──────── RECORDS FOR THE EXERCISE
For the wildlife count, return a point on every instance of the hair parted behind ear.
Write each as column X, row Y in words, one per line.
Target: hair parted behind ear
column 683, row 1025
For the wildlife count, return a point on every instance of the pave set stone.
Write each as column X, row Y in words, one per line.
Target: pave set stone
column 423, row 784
────────────────
──────── RECORDS FOR THE EXERCISE
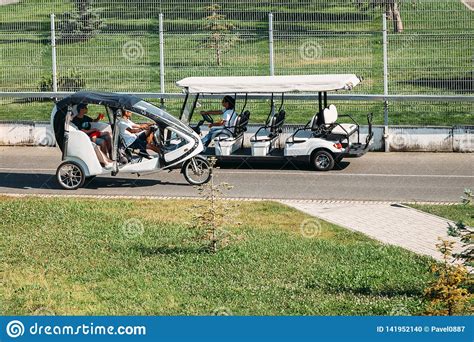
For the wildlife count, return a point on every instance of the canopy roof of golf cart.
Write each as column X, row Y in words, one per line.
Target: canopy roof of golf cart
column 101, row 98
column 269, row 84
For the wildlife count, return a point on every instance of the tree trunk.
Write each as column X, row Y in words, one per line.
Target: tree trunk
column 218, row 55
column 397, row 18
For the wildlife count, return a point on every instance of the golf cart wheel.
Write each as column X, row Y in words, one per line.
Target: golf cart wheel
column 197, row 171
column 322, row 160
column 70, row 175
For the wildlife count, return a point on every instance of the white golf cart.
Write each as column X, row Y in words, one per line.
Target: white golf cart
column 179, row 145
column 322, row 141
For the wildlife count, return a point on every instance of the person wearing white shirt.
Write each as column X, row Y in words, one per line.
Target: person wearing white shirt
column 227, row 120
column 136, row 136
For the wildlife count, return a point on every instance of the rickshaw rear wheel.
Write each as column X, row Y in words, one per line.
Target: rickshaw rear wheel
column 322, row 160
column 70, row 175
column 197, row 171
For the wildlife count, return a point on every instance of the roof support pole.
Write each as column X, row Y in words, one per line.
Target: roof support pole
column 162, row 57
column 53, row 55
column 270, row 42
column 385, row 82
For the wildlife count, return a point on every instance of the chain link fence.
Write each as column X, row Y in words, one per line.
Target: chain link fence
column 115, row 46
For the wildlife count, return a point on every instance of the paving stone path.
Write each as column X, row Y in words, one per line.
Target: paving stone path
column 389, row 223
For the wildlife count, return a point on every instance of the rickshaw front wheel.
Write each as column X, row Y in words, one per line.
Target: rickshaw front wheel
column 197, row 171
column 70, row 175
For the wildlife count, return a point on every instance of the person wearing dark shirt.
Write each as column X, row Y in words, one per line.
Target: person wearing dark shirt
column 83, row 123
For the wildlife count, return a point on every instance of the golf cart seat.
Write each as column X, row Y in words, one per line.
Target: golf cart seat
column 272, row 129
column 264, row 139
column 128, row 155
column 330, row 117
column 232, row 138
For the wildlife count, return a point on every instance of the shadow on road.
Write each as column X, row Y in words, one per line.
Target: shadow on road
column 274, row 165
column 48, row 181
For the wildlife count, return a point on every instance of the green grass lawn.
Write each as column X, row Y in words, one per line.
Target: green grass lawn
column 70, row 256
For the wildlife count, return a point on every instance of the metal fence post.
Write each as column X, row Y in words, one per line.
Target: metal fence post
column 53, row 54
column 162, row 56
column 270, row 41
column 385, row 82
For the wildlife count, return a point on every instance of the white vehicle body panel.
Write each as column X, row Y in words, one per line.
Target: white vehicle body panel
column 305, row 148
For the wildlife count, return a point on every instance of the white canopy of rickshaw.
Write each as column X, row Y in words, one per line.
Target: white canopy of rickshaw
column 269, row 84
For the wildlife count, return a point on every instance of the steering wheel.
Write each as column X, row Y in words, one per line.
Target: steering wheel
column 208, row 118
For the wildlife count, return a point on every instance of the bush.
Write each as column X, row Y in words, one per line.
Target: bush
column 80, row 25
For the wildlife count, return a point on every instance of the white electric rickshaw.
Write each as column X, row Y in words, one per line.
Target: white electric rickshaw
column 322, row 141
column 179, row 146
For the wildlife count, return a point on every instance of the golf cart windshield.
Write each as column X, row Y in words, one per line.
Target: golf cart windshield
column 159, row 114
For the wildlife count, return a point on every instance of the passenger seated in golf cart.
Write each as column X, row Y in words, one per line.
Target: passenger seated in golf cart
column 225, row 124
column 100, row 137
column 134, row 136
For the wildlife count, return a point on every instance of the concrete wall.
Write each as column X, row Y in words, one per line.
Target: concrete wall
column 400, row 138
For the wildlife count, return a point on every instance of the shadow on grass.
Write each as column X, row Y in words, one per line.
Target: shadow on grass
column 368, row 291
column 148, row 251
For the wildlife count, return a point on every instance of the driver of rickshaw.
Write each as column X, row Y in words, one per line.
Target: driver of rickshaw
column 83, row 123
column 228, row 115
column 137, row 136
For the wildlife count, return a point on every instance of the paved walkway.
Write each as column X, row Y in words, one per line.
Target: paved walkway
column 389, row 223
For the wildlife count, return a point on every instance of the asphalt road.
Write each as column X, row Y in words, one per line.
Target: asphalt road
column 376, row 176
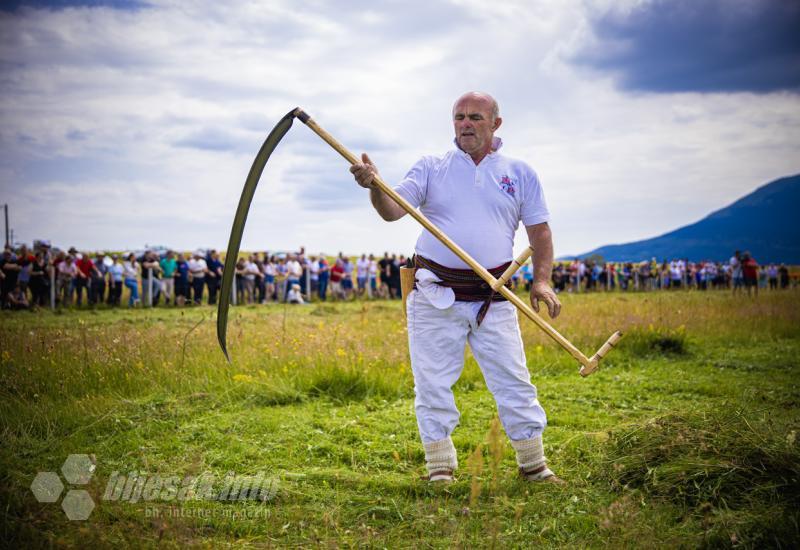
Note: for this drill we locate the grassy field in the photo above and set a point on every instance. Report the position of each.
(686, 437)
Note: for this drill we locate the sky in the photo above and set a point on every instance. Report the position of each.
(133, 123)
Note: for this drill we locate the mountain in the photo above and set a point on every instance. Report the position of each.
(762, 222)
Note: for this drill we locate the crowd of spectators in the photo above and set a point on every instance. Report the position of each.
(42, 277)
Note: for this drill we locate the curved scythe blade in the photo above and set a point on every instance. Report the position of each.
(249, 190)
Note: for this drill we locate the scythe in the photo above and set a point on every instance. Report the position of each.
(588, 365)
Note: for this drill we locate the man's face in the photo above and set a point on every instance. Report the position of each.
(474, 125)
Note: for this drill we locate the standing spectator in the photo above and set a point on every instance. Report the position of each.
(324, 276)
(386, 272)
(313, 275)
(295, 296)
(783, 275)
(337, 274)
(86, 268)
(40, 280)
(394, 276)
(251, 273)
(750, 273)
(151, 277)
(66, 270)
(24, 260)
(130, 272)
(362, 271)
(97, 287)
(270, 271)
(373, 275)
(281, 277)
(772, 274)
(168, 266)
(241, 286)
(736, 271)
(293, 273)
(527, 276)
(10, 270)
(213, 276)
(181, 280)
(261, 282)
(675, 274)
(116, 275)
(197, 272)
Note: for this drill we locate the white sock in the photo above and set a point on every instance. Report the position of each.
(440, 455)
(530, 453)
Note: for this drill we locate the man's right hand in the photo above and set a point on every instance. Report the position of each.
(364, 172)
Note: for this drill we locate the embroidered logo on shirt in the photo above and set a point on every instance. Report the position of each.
────────────────
──────── RECORDS FOR THE EXERCISE
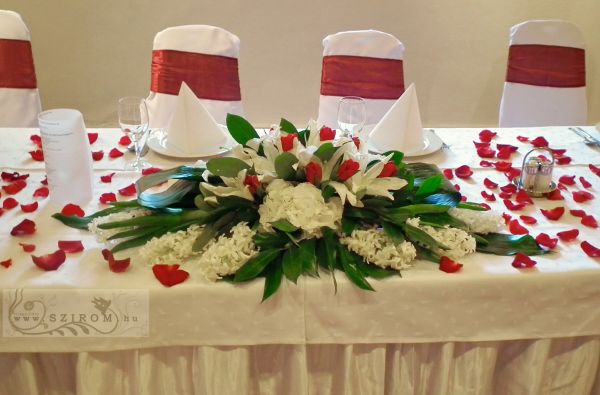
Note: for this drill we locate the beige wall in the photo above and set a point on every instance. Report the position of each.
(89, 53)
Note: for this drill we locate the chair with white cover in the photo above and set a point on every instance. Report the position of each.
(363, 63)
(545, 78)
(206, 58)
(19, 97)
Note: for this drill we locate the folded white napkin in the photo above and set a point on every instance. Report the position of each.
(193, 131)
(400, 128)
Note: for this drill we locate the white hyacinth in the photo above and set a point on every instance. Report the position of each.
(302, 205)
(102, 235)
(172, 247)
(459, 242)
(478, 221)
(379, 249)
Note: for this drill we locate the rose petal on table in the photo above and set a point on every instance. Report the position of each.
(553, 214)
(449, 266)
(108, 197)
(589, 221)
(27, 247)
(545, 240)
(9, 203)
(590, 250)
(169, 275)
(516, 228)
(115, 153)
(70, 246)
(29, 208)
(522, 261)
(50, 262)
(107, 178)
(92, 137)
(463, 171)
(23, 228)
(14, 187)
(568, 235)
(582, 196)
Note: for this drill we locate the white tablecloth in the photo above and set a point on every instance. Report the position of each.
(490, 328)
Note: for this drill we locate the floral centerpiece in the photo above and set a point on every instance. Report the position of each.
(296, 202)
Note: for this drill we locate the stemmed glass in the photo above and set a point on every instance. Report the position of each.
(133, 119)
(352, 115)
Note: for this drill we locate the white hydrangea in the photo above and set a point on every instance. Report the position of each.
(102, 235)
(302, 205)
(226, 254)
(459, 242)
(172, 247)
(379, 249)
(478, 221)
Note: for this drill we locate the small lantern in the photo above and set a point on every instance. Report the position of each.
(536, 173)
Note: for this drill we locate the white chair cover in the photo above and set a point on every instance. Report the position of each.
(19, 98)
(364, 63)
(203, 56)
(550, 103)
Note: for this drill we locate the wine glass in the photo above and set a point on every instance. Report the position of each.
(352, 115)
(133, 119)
────────────────
● **SHORT TASK**: Rewrite the lines starting at the one containing "parted behind ear." and ending at the one containing "column 683, row 1025", switching "wildlife count" to "species survey" and keeping everything else the same.

● **FULL SOLUTION**:
For the species survey, return a point on every instance of the hair parted behind ear.
Write each as column X, row Y in words, one per line.
Target: hair parted behind ear
column 683, row 1025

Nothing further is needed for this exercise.